_Requirement_
Pull out every line of the entries below that contains the string "overlapping", copying each one unchanged. Case must match.

_Entries_
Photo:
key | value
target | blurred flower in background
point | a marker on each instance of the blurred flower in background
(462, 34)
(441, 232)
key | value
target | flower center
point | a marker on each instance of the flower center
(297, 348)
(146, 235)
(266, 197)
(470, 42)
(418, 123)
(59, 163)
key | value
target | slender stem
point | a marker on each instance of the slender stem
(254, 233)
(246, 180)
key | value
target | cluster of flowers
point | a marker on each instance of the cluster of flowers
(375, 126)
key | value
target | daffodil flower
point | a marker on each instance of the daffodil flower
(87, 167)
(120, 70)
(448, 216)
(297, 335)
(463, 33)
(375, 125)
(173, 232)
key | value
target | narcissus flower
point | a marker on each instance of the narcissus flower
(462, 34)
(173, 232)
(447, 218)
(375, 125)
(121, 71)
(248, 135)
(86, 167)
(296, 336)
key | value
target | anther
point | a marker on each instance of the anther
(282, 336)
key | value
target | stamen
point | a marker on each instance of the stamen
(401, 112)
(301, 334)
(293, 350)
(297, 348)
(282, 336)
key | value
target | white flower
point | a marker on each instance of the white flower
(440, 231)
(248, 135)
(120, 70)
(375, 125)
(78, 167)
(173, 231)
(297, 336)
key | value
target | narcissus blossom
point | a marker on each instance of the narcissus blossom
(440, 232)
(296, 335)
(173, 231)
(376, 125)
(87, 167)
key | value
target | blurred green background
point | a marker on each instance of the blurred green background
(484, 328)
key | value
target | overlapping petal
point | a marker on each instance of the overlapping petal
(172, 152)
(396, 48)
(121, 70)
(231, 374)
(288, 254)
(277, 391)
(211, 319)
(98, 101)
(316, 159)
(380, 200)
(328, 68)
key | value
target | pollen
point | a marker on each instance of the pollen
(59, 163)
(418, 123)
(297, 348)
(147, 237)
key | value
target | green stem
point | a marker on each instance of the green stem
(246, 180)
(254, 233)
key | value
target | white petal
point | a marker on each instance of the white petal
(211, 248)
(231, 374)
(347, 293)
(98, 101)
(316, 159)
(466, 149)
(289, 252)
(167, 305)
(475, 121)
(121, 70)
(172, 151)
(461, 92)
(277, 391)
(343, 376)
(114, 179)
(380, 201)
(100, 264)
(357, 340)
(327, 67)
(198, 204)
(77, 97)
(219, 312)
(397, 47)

_The answer_
target | overlapping petal
point | a marker on each instance of the overlapping petal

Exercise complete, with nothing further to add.